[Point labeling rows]
····················

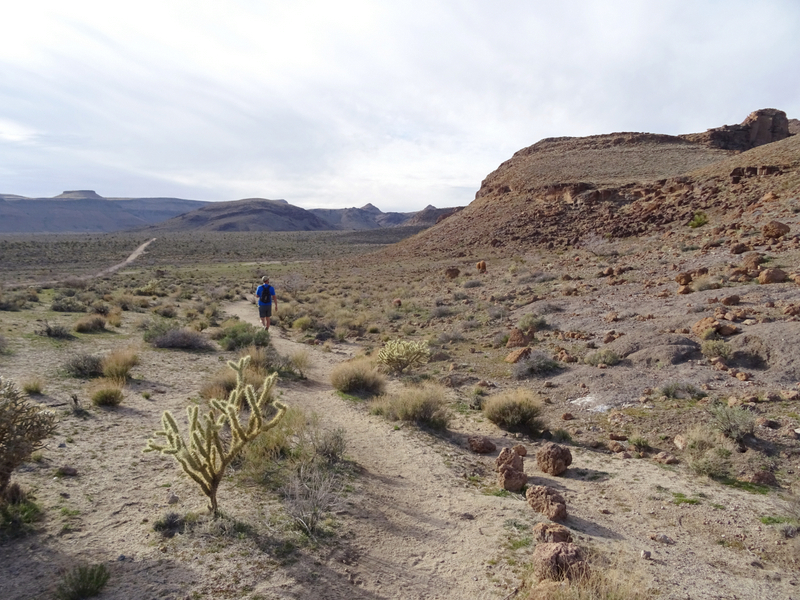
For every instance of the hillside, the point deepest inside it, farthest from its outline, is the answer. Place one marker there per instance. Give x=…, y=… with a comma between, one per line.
x=564, y=191
x=85, y=211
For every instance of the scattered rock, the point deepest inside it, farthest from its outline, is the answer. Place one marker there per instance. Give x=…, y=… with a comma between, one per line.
x=772, y=276
x=559, y=561
x=518, y=354
x=774, y=230
x=551, y=533
x=553, y=459
x=480, y=444
x=547, y=501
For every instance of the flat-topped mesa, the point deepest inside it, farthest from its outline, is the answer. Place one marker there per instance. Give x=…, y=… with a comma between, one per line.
x=760, y=127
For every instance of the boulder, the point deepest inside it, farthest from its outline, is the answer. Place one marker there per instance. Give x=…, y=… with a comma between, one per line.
x=547, y=501
x=704, y=325
x=511, y=479
x=559, y=561
x=553, y=459
x=551, y=533
x=774, y=230
x=517, y=355
x=480, y=444
x=516, y=339
x=772, y=276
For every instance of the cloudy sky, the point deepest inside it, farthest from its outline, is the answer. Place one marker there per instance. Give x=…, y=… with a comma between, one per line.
x=339, y=103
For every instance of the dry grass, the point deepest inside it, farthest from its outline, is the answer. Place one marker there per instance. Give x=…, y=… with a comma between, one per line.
x=424, y=405
x=516, y=409
x=358, y=376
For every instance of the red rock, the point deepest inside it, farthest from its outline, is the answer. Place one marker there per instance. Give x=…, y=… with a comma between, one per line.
x=551, y=533
x=547, y=501
x=559, y=561
x=553, y=459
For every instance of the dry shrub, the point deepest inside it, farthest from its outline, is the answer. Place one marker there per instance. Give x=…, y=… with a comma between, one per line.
x=358, y=376
x=423, y=405
x=23, y=427
x=118, y=364
x=108, y=394
x=516, y=409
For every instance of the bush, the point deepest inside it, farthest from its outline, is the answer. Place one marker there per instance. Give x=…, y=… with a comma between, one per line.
x=537, y=364
x=714, y=348
x=23, y=427
x=84, y=366
x=183, y=339
x=531, y=323
x=602, y=357
x=399, y=355
x=83, y=582
x=118, y=364
x=425, y=405
x=107, y=396
x=54, y=331
x=516, y=410
x=240, y=335
x=91, y=324
x=734, y=423
x=67, y=304
x=358, y=376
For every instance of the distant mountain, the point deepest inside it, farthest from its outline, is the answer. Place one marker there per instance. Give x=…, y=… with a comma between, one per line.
x=84, y=211
x=366, y=217
x=251, y=214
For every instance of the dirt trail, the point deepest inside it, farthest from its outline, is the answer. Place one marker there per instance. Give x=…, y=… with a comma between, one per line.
x=416, y=530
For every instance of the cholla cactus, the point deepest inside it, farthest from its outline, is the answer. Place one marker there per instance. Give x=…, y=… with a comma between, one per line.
x=23, y=427
x=398, y=355
x=208, y=454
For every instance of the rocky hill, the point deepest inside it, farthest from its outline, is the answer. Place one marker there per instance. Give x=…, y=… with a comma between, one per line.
x=569, y=191
x=85, y=211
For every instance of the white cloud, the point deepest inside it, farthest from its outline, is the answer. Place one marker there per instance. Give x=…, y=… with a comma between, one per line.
x=343, y=103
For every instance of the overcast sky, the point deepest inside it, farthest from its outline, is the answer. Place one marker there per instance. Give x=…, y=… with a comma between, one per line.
x=336, y=103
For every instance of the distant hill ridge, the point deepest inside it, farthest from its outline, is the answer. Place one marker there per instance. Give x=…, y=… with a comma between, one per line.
x=85, y=211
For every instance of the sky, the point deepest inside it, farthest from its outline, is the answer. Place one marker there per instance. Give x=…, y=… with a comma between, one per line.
x=332, y=104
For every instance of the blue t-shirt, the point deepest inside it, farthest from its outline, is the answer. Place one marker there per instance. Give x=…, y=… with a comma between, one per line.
x=270, y=294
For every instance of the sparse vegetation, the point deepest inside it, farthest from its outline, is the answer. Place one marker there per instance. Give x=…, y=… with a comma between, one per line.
x=516, y=409
x=84, y=581
x=538, y=364
x=358, y=376
x=423, y=405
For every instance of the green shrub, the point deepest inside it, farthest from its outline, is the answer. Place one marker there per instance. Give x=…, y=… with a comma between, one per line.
x=425, y=405
x=714, y=348
x=84, y=366
x=67, y=304
x=91, y=324
x=602, y=357
x=537, y=364
x=698, y=220
x=358, y=376
x=399, y=355
x=241, y=335
x=531, y=323
x=515, y=409
x=118, y=364
x=107, y=396
x=84, y=581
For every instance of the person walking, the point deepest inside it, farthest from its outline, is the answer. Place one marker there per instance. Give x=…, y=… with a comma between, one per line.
x=266, y=298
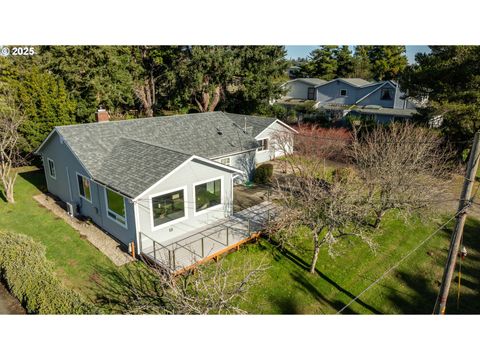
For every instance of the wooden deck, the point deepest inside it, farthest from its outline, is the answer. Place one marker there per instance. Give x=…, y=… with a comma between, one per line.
x=209, y=242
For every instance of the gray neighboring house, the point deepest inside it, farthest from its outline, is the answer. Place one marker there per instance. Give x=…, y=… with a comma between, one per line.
x=381, y=101
x=162, y=177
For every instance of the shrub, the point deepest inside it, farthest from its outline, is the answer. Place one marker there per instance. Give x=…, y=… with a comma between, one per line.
x=31, y=278
x=263, y=174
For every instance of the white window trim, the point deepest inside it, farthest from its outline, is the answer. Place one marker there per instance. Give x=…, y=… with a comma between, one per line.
x=268, y=142
x=90, y=186
x=107, y=209
x=216, y=207
x=54, y=169
x=229, y=160
x=170, y=223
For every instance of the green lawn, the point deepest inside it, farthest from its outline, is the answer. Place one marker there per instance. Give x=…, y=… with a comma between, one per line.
x=287, y=286
x=80, y=265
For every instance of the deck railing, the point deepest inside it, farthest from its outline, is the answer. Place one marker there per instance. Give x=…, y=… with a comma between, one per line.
x=201, y=244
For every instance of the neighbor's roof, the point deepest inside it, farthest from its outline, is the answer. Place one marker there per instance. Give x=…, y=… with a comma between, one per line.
x=311, y=81
x=256, y=123
x=358, y=82
x=131, y=155
x=385, y=111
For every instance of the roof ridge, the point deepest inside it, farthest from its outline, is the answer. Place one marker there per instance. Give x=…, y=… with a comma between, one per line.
x=156, y=145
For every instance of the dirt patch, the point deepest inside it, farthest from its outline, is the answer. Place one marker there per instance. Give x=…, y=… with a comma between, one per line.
x=8, y=304
x=101, y=240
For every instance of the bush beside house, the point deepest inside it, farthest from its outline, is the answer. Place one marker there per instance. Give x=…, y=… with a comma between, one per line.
x=263, y=174
x=31, y=279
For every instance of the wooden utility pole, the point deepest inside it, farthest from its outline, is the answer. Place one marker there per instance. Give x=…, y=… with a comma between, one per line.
x=461, y=217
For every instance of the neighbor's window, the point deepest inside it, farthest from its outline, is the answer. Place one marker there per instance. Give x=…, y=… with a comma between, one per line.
x=115, y=206
x=225, y=161
x=263, y=144
x=311, y=93
x=51, y=168
x=84, y=187
x=168, y=207
x=208, y=194
x=386, y=94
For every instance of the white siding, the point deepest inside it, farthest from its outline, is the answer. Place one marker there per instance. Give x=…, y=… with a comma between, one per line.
x=186, y=176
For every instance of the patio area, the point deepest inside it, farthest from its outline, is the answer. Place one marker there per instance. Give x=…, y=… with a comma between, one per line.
x=208, y=242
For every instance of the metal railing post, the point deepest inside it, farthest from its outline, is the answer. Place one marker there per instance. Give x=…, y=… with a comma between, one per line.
x=154, y=252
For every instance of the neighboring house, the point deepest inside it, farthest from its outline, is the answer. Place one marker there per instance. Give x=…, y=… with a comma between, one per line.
x=382, y=101
x=162, y=177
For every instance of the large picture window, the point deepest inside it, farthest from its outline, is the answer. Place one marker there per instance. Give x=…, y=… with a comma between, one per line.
x=115, y=207
x=168, y=207
x=51, y=168
x=208, y=194
x=84, y=187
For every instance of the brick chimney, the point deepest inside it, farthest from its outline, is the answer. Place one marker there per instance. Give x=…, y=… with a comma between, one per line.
x=102, y=115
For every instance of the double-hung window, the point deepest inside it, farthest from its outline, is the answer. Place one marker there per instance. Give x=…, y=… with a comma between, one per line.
x=84, y=187
x=208, y=195
x=116, y=207
x=263, y=144
x=51, y=168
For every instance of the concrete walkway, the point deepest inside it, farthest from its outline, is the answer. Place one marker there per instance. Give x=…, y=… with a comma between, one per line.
x=101, y=240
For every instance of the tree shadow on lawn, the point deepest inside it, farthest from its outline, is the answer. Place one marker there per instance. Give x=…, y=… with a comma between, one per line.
x=307, y=285
x=36, y=178
x=425, y=290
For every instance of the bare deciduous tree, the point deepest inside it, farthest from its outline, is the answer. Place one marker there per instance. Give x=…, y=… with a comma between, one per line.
x=10, y=155
x=213, y=289
x=332, y=207
x=403, y=167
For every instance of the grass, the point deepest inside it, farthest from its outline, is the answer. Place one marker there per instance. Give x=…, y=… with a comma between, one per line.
x=78, y=263
x=288, y=288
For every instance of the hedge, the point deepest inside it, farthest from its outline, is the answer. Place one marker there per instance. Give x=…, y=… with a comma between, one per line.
x=263, y=174
x=31, y=279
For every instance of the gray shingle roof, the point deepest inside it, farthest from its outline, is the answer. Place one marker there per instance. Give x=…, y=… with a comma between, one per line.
x=124, y=168
x=256, y=123
x=312, y=81
x=120, y=154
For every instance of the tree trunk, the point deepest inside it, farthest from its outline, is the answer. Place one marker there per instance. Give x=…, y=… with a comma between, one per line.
x=316, y=250
x=379, y=218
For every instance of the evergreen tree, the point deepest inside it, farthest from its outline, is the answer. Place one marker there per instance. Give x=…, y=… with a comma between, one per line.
x=387, y=61
x=322, y=63
x=345, y=62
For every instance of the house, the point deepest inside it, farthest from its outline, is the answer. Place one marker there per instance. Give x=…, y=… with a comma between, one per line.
x=381, y=101
x=162, y=177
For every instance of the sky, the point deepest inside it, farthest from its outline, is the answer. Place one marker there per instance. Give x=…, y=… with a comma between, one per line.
x=296, y=51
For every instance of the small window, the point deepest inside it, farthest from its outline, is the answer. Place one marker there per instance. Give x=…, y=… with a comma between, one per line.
x=225, y=161
x=84, y=187
x=168, y=207
x=386, y=94
x=208, y=195
x=263, y=144
x=311, y=93
x=115, y=206
x=51, y=168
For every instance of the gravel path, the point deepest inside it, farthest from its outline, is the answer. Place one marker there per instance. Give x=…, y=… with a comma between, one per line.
x=102, y=241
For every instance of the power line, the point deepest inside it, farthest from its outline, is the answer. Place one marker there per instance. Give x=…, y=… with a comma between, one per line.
x=403, y=259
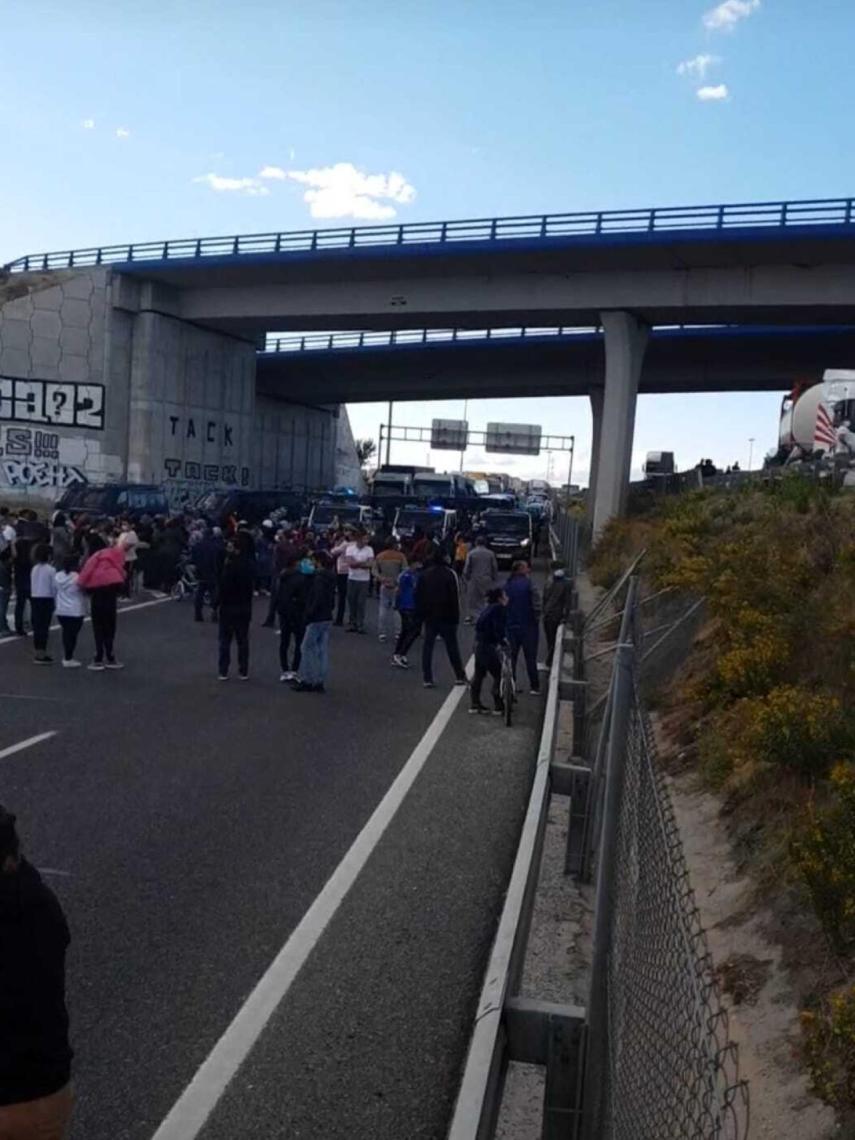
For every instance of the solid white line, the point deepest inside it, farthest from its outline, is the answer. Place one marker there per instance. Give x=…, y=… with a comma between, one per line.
x=122, y=609
x=189, y=1113
x=25, y=743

····················

→ **Challenge**
Reproduce the lines word for word, starting with the line containing "For every instance of the red" and ending with the line containing "x=208, y=454", both included.

→ **The output**
For every instance of the red rock, the point deepest inside it, farthest from its outline, is the answer. Place one marker there per instance. Give x=…, y=… with a comma between, one per line.
x=551, y=533
x=547, y=501
x=559, y=561
x=553, y=459
For every instance of the dry shrub, the point deepest inside it, farthest from its outline, is the answer. Place one marker there per instance. Give x=…, y=… with a comma between, one per line.
x=358, y=376
x=423, y=405
x=23, y=427
x=118, y=364
x=108, y=394
x=516, y=409
For every instance of the bush, the point deepest inside it, farthest from its outline, is the answer. Place one marker there per instance. Give x=…, y=… with a comma between, one per line.
x=537, y=364
x=714, y=348
x=23, y=427
x=84, y=366
x=183, y=339
x=531, y=323
x=602, y=357
x=399, y=355
x=83, y=582
x=118, y=364
x=425, y=405
x=107, y=396
x=54, y=331
x=516, y=410
x=240, y=335
x=91, y=324
x=734, y=423
x=67, y=304
x=358, y=376
For every instance of the distant mountain, the point deepest inside it, farthest from its outline, is the answer. Place one marker there per instance. Give x=…, y=… with a comma between, one per line.
x=84, y=211
x=366, y=217
x=251, y=214
For every instance of the dirt trail, the point deepest inside it, farthest from its outline, is the answer. Place one marker there per instance. Give x=…, y=… with a comma between, one per line.
x=416, y=530
For every instance of the cholla cactus, the point deepest inside it, farthest from its outline, is the answer. Place one marker there per instance. Give x=…, y=… with a comma between, one per line.
x=23, y=427
x=398, y=355
x=208, y=454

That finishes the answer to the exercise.